───── TEXT EXCERPT

# Mini Freezes during Hulu Playback



## JBinSD (Oct 4, 2015)

Often during the last 3 weeks our Mini has been freezing during playback, Eg playback stops, the spinning circle in the upper left appears, then stops, and the unit is unresponsive to further button pushes. If I unplug the unit, wait a minute, and reboot, eventually everything seems fine. I have not observed this in live TV or playback, so at first I though it was Hulu, but since everything freezes once it goes, it must be mini.

Any thoughts or suggestions? I tried the search function but didn't see something similar. . . 

Thanx,
Joel


----------



## jrtroo (Feb 4, 2008)

I'm not sure when you are saying the problems take place. Only Hulu, or when watching programs too? Hardwired Ethernet? Have you tried a different power supply?


----------



## JBinSD (Oct 4, 2015)

Thanks, the playback seems to only freeze during Hulu playback. I'm hardwired ethernet to a Roamio OTA. Does not appear to be a power issue, as all my other components are plugged into same power strip, everything else works fine. I have not noticed any freezes during live or recorded TV, nor even Netflix or Amazon playback through the mini, which is starting to tell me it could be a Hulu thing, and not a Mini thing. . . .hmm.


----------



## CoxInPHX (Jan 14, 2011)

Mini lock-ups during Hulu and YouTube playback have been a common occurrence for me on all my Minis. The Mini seems to hang up when loading an Ad or a new Video segment on Hulu. The issue started for me with SW update 20.6.3
YouTube app crashes


----------



## Carleton Wu (Dec 10, 2016)

Sounds familiar. After more than 5 months and multiple calls, there is still no resolution...

Hulu app error 5003


----------



## JimMay3 (May 12, 2017)

I have same problem on a hard wired ethernet Roamio OTA about half way into a movie it will start freezing up. I never experience this issue on my Fire Tv, also swapped cables around and still can not narrow down to anything other than the unit or app on the OTA.


----------



## Doug Rothenberger (Nov 4, 2017)

I too am experiencing the same Hulu buffering issues. I'm using over the air and ethernet. if I connect to the same shows using my Android phone through Hulu I do not have buffering issues. And I'm using the same network for the TiVo devices as well as my Android WiFi connection.


----------



## jcthorne (Jan 28, 2002)

My mini vox will do the same thing playing back video from Plex also. Not always but its done it a few times now. There is definitely something wrong with the mini as it should not lock up like this. At the very least should reboot on its own, not requiring a power pull.


----------



## Doug Rothenberger (Nov 4, 2017)

I did more experiments. I starting paying more attention to my Bolt VOX device and watched Hulu from there. I still had what appears to be buffering. I had the Ethernet wired from fiber switch to router to switch to Bolt. Then I re wired to remove one hope. I tried fiber switch to router to Bolt. Still getting the same results. Another observation was that when the buffering is occurring I'm unable to send any commands via the remote. It like the Bolt is running out of resources and freezing up. I don't know how to prove it but that's what it seems like. I also tried a test with my Android phone and watched the same Hulu movie at the same time. They started out in sync but the Bolt was lagging by a few seconds after the first five minutes. Now what?????

──────────
───── DATA SEGMENT

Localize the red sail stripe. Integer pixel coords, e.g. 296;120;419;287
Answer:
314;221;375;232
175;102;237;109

──────────

**THE TASKS**
**A.** List each distinct username that posts in the forum thread about Mini freezes during Hulu playback, giving each name only once.
**B.** Resume the forum thread about Mini freezes during Hulu playback, picking up after its final sentence.

**EXPECTED OUTPUTS**
**A.** JBinSD, jrtroo, CoxInPHX, Carleton Wu, JimMay3, Doug Rothenberger, jcthorne

**B.**
----------



## markjrenna (Mar 23, 2006)

Hulu on TiVo is the issue. I use Amazon Prime and Netflix also. Only Hulu freezes/buffers on the TiVo (Moca). Hulu is fine on my Samsung TV (Wi-Fi) and Roku (Wi-Fi).


----------



## ppredhomme (Nov 15, 2015)

I just started using the Hulu app and I found out very quickly that it doesn't work on the mini... same problem everyone else has. Other apps are fine, just the Hulu doesn't work on mini. It also seems to mess with live TV as well as after giving up and I go to Live TV, I see a black screen with live audio. I have to reset the box to get back to normal. Hulu is like poison.


----------



## ehagberg (Dec 27, 2004)

ppredhomme said:


> I just started using the Hulu app and I found out very quickly that it doesn't work on the mini... same problem everyone else has. Other apps are fine, just the Hulu doesn't work on mini. It also seems to mess with live TV as well as after giving up and I go to Live TV, I see a black screen with live audio. I have to reset the box to get back to normal. Hulu is like poison.


I just tried using hulu on my mini (works fine on my Roamio) but it immediately fails to work... like it will bring up a frozen picture of whatever it's supposed to play, and give audio, but no moving video. And once I quit out and try live TV, I see the same black screen and live audio you mention.

Guess I can't use my mini to watch hulu. Have no problems with Netflix, Plex, live TV or recorded shows off the Roamio.


----------



## bmwbiker (Sep 3, 2015)

ehagberg said:


> I just tried using hulu on my mini (works fine on my Roamio) but it immediately fails to work... like it will bring up a frozen picture of whatever it's supposed to play, and give audio, but no moving video. And once I quit out and try live TV, I see the same black screen and live audio you mention.
> 
> Guess I can't use my mini to watch hulu. Have no problems with Netflix, Plex, live TV or recorded shows off the Roamio.


Sounds exactly like what I'm experiencing.


----------



## bmwbiker (Sep 3, 2015)

So this has been a problem since at least 4/2017. Closing in on 2 1/2 years, but no fix.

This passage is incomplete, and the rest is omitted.